### [WHAT TO PRODUCE]
Starting at the line that contains "point: outstretched arm", quote each line exactly through the last line of the entries, both included.

[start PROVIDED INFORMATION]

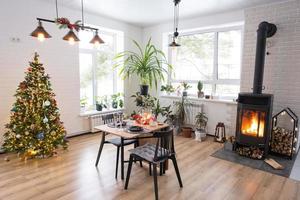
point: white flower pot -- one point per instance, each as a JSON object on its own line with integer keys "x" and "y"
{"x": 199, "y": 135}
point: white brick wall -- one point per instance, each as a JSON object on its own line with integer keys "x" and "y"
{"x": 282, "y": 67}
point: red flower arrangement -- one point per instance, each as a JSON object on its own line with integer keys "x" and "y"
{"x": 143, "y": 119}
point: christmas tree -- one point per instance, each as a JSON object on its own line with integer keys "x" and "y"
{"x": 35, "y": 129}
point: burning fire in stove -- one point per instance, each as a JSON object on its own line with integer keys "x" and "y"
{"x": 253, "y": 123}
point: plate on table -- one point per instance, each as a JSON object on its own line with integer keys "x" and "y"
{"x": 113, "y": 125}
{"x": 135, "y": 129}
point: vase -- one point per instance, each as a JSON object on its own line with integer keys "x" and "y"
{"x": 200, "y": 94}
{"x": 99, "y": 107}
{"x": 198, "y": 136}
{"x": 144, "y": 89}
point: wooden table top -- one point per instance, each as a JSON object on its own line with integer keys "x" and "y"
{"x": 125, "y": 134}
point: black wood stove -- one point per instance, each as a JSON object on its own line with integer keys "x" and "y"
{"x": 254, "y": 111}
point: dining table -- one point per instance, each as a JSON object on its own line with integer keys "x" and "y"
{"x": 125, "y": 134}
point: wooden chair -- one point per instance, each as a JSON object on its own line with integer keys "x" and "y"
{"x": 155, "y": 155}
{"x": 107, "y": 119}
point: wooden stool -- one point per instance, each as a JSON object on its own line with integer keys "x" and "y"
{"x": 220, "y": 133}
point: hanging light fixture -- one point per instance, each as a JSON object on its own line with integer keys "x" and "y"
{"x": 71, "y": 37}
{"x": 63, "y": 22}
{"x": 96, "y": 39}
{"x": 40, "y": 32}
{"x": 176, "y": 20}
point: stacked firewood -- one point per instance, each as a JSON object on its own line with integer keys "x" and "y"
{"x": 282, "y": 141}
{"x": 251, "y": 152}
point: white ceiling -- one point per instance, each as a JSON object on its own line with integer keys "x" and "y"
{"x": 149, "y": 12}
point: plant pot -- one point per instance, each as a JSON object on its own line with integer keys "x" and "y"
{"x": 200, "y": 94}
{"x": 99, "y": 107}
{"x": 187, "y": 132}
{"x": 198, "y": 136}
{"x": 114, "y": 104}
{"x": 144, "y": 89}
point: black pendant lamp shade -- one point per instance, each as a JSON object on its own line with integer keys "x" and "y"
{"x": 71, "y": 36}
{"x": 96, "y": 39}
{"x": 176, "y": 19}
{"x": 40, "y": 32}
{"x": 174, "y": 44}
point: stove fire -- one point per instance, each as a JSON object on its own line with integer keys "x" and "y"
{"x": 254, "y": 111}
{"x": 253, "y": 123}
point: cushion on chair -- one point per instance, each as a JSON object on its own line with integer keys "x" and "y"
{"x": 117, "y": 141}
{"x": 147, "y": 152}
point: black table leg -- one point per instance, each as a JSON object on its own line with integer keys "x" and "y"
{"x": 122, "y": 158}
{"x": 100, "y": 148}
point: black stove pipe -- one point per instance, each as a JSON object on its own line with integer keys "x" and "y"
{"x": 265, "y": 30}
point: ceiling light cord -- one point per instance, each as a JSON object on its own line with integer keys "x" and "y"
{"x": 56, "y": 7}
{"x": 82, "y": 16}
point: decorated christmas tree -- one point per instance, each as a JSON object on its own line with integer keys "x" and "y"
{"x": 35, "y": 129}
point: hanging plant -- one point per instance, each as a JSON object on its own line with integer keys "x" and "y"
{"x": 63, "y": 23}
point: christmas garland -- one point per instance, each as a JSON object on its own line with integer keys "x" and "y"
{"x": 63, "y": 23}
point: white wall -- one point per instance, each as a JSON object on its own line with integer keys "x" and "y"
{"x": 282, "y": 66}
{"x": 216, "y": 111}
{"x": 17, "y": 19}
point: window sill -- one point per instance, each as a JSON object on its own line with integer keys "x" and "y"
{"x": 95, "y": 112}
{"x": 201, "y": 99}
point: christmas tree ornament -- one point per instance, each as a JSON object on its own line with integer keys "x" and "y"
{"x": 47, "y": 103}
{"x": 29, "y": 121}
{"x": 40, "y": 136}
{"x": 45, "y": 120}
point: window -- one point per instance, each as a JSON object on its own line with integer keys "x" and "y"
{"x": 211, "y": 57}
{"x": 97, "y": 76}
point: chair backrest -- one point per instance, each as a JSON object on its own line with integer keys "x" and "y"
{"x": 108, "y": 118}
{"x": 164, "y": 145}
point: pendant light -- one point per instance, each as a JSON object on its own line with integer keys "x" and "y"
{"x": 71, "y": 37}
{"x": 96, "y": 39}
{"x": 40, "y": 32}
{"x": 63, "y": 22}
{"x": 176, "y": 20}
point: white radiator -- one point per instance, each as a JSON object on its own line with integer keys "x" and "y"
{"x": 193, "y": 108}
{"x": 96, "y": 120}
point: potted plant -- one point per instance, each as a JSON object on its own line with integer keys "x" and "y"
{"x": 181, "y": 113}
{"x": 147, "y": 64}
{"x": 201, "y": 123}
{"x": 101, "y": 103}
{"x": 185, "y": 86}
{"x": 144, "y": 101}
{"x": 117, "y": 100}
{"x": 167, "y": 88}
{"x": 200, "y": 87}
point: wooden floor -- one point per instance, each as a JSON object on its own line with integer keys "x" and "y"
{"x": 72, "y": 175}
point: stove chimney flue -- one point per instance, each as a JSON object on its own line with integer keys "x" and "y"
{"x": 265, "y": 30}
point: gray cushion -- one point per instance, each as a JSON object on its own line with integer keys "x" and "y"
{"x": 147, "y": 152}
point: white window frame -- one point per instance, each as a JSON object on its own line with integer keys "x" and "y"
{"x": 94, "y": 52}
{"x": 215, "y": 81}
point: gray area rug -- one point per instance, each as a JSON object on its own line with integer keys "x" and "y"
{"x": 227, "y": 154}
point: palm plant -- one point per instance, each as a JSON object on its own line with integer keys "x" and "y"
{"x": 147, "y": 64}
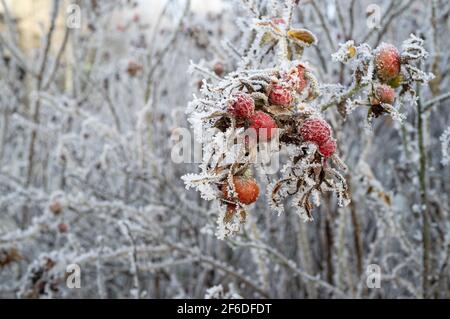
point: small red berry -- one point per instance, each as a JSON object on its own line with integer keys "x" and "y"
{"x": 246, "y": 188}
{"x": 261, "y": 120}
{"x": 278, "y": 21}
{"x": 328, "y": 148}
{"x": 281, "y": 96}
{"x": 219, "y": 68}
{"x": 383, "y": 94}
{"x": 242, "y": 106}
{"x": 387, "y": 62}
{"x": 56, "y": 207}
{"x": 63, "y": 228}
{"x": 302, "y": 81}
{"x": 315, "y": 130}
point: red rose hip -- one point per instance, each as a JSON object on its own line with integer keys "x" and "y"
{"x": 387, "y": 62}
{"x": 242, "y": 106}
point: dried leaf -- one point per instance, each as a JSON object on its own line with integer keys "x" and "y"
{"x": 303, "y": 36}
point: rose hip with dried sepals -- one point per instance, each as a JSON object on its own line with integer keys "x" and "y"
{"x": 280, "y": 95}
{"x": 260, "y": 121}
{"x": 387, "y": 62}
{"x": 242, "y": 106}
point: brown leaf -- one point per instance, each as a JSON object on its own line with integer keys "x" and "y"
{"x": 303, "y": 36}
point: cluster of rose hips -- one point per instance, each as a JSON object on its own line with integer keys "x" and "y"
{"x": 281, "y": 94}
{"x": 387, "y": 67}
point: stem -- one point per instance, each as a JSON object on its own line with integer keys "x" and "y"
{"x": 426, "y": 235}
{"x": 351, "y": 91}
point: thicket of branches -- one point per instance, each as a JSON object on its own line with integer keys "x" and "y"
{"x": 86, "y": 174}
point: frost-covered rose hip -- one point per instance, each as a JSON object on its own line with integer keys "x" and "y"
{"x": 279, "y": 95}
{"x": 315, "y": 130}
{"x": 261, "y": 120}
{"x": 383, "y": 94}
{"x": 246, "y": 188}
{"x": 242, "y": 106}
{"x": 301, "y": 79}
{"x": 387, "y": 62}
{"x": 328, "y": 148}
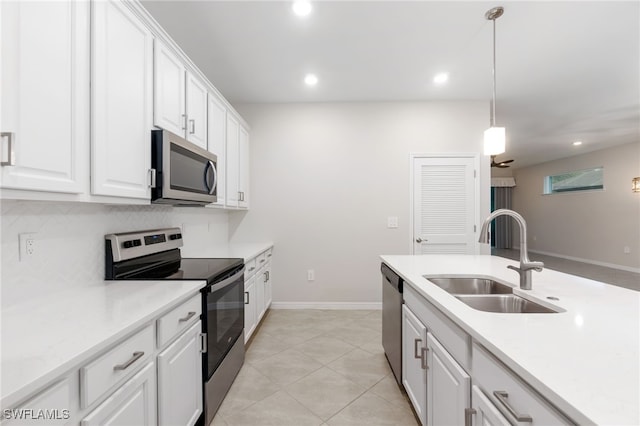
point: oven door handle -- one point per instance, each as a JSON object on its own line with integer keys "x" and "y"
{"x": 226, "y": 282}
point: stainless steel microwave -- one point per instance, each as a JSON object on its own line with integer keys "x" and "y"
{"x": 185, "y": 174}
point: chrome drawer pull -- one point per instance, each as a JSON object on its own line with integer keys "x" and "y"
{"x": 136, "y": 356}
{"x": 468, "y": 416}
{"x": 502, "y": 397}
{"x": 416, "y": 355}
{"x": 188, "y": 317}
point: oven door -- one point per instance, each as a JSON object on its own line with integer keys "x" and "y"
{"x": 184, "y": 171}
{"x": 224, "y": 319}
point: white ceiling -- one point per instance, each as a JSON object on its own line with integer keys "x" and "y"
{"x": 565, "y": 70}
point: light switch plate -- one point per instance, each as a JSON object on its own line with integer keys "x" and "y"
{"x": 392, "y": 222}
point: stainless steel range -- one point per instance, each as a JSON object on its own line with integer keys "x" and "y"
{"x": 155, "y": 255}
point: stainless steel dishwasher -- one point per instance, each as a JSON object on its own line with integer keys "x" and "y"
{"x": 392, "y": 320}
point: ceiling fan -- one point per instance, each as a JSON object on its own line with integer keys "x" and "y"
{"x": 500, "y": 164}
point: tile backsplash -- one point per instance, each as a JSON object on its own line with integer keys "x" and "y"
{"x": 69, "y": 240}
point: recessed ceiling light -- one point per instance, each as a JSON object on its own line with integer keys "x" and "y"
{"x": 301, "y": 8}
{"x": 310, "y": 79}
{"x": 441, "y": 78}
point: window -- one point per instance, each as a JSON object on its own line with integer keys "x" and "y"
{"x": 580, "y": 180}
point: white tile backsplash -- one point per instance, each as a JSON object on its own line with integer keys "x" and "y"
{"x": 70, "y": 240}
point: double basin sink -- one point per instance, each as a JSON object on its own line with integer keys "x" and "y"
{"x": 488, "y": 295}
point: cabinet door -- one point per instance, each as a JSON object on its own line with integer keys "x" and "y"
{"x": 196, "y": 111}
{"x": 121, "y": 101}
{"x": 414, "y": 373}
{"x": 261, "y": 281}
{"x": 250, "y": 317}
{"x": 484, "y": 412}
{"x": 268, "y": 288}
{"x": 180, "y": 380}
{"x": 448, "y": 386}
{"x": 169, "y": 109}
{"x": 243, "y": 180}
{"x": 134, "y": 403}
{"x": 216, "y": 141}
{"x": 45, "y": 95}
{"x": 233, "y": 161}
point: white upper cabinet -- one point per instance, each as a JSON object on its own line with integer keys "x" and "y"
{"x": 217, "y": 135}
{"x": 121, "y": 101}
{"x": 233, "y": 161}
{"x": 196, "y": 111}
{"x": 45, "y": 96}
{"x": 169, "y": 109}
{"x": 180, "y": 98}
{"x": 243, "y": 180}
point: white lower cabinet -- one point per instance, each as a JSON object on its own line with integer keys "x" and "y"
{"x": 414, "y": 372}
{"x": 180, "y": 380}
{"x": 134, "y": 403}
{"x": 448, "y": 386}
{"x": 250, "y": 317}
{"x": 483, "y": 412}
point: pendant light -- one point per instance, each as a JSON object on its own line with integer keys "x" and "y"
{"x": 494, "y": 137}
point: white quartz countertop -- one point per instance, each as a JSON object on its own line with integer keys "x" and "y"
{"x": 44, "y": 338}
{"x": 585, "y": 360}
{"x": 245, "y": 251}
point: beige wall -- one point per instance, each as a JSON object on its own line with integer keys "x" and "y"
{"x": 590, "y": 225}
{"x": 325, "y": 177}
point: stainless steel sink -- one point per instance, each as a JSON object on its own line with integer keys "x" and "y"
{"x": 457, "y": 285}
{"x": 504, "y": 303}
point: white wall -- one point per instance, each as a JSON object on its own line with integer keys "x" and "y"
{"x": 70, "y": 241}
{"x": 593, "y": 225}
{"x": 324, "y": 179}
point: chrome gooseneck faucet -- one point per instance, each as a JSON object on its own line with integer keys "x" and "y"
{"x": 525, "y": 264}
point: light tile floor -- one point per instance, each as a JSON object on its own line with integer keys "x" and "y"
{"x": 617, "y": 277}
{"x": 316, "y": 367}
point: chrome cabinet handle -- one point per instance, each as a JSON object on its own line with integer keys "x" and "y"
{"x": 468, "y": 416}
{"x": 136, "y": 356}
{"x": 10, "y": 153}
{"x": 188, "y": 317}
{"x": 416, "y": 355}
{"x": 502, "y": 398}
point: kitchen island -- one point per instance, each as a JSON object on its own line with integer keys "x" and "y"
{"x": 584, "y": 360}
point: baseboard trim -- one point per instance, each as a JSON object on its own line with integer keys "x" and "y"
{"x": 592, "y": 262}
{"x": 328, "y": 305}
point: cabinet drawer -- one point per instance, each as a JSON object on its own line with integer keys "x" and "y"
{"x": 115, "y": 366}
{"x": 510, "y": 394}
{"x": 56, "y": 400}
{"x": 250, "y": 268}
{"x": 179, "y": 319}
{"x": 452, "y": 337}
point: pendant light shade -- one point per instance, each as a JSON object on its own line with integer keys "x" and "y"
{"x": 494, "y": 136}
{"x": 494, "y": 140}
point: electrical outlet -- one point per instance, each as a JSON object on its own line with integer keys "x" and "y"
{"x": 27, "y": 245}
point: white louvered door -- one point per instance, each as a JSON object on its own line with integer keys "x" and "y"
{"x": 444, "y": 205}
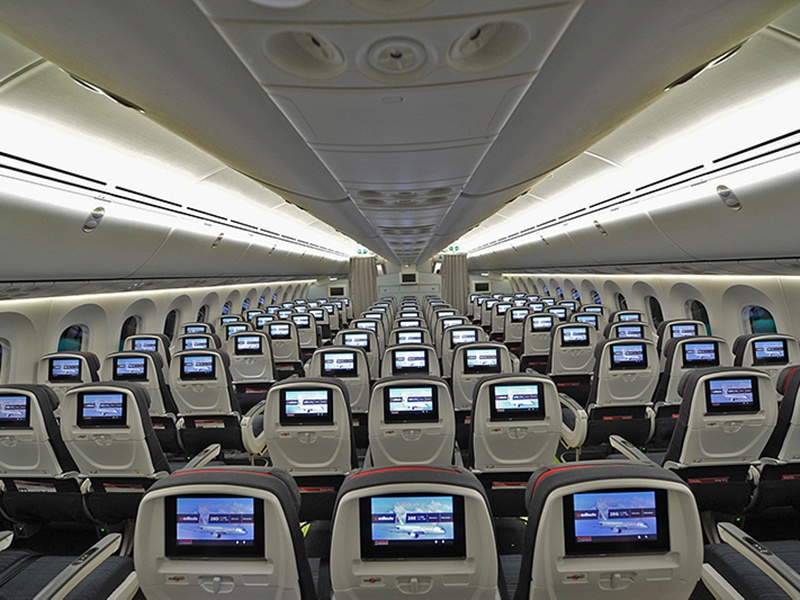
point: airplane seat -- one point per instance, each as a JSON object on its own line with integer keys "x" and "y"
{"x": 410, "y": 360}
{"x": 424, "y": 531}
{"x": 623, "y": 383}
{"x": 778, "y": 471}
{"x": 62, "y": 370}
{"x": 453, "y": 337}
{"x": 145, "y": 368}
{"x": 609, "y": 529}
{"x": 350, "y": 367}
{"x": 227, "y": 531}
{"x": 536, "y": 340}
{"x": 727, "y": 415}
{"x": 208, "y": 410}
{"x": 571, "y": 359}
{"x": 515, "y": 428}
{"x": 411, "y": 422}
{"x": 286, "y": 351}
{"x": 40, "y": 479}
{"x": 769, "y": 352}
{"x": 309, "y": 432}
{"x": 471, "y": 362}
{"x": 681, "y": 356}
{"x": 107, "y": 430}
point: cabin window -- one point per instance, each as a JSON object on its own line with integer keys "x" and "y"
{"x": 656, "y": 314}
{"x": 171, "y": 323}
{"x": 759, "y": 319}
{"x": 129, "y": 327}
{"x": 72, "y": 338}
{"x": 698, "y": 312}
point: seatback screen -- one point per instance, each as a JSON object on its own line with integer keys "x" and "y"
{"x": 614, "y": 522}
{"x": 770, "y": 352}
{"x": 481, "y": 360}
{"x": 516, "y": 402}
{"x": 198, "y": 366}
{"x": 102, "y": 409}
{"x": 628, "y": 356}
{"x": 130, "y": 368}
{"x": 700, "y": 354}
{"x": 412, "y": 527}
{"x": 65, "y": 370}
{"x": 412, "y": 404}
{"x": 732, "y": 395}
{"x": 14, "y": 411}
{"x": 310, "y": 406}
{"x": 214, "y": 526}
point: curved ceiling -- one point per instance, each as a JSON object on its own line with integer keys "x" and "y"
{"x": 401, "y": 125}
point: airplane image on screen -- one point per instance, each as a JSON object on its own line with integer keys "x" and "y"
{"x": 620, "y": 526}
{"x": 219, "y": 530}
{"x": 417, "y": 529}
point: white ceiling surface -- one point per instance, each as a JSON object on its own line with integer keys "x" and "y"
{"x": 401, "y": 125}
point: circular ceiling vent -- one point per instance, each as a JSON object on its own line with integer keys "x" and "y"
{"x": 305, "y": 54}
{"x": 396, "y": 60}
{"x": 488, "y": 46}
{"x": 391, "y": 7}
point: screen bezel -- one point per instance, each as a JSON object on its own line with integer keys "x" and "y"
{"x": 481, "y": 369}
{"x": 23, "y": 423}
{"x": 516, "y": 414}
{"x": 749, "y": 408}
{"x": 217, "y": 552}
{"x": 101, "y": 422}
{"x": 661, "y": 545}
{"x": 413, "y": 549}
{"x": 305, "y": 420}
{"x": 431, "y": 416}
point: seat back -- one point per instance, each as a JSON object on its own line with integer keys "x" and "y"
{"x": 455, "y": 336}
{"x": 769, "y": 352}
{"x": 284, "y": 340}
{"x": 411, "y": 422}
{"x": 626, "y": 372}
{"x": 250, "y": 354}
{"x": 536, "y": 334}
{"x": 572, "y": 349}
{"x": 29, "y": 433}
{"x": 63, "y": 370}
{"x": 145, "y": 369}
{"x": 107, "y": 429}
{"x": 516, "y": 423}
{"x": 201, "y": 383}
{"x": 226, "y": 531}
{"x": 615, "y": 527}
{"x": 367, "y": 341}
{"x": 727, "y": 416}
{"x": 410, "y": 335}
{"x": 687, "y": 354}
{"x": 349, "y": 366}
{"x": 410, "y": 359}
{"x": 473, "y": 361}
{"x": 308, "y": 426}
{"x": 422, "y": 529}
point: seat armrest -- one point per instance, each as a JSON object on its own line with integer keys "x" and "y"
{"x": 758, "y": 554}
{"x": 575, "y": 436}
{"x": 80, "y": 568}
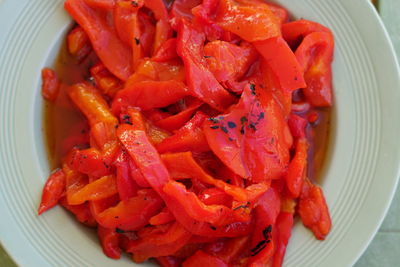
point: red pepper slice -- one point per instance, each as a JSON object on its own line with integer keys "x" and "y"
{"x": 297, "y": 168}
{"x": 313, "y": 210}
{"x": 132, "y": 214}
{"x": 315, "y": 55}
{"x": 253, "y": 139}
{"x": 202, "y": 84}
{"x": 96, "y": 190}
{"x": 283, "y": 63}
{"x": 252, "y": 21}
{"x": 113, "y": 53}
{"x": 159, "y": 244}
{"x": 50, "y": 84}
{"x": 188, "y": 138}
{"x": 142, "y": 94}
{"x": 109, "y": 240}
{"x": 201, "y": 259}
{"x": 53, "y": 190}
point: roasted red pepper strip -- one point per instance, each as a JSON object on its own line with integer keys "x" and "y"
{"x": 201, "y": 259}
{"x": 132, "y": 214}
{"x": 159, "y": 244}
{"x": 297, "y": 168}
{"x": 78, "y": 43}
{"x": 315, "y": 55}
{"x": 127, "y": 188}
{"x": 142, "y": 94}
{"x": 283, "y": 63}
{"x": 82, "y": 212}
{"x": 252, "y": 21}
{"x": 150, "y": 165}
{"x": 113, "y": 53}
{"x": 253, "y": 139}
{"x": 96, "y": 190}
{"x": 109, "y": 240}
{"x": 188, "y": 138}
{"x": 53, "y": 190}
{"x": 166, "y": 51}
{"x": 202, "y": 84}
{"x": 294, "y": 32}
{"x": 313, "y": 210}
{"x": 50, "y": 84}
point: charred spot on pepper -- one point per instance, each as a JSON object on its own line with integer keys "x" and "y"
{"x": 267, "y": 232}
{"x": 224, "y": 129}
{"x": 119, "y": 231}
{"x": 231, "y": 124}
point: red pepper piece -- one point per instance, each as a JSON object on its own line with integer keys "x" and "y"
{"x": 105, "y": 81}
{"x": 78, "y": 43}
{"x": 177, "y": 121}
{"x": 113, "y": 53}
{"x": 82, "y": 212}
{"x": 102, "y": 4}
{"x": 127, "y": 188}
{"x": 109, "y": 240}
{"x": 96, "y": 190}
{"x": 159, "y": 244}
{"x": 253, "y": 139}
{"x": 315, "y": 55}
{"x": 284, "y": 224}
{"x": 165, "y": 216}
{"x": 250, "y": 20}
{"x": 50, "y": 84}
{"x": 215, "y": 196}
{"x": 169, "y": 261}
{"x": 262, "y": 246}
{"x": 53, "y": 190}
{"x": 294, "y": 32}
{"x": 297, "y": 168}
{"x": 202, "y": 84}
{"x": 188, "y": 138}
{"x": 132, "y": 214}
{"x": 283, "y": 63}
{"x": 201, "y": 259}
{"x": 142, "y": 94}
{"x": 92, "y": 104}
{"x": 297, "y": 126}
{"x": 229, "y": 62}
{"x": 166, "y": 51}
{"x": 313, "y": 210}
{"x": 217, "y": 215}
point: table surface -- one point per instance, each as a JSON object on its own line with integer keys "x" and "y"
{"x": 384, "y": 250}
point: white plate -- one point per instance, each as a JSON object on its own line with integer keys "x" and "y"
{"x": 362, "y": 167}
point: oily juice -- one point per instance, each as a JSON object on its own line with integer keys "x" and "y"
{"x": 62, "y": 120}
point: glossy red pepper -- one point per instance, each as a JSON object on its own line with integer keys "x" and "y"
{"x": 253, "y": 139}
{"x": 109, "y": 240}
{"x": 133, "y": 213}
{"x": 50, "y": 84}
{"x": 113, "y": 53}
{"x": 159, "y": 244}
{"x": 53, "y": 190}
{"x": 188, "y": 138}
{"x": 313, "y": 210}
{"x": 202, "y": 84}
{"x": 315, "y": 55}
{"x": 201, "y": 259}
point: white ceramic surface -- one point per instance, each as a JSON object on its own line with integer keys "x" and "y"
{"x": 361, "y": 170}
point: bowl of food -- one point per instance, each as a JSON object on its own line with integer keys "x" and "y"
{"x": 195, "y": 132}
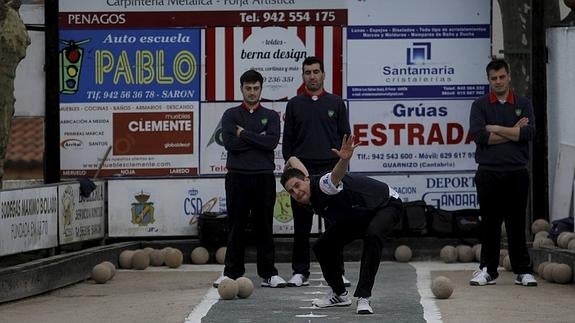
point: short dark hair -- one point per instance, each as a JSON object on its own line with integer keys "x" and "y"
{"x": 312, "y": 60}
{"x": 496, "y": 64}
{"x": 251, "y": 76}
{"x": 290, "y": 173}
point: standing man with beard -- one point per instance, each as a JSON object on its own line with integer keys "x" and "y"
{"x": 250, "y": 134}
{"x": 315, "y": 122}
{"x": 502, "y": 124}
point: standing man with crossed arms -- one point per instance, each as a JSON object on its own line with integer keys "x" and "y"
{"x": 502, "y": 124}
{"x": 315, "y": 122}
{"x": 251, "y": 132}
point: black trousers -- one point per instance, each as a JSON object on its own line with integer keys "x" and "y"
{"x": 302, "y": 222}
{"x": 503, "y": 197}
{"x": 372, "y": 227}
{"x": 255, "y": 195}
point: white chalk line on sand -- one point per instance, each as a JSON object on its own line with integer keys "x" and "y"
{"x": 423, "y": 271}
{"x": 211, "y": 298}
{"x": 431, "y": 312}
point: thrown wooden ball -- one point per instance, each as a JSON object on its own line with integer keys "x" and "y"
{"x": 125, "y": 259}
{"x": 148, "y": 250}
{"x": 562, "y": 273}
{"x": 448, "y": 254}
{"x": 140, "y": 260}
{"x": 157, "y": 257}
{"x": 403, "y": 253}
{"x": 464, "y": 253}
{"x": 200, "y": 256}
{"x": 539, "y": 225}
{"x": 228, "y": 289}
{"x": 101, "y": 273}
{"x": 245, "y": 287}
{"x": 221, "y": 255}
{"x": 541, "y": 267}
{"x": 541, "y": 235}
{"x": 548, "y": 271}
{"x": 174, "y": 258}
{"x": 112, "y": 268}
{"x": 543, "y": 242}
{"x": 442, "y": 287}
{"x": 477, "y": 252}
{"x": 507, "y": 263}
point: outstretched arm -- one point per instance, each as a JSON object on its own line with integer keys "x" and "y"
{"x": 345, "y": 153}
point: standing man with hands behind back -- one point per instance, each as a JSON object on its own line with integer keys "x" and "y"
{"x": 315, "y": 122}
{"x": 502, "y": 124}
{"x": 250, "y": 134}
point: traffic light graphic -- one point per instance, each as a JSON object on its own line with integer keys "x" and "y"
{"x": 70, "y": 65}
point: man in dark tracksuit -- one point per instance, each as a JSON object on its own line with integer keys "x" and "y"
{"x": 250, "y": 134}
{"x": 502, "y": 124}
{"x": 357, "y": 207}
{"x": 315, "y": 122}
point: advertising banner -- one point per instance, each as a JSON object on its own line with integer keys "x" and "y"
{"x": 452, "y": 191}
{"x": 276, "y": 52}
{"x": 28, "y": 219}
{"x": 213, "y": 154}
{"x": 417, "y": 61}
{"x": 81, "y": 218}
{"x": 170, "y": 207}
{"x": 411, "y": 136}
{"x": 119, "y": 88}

[end PROVIDED INFORMATION]

### [COMPLETED EXERCISE]
point: outstretched arm -- one point per instance, each as a JSON object on its own line with integer keys "x" and "y"
{"x": 345, "y": 153}
point: standing man with hands behind back -- one point per instance, each as a JSON object on its own line with integer keys "x" and "y"
{"x": 315, "y": 122}
{"x": 502, "y": 124}
{"x": 250, "y": 134}
point: traffic light graphic -- one point per instance, each as a JSON object on its own line with integer keys "x" and "y"
{"x": 70, "y": 65}
point: man in dark tracksuit -- one point per instance, each as a JSON object on its own line with integer keys "x" and "y"
{"x": 250, "y": 134}
{"x": 502, "y": 124}
{"x": 357, "y": 207}
{"x": 315, "y": 122}
point: advertising banner -- one point per instance, each as a JSON object on its own line with integer keys "x" and "y"
{"x": 452, "y": 191}
{"x": 276, "y": 52}
{"x": 28, "y": 219}
{"x": 213, "y": 154}
{"x": 417, "y": 61}
{"x": 81, "y": 218}
{"x": 170, "y": 207}
{"x": 411, "y": 136}
{"x": 119, "y": 88}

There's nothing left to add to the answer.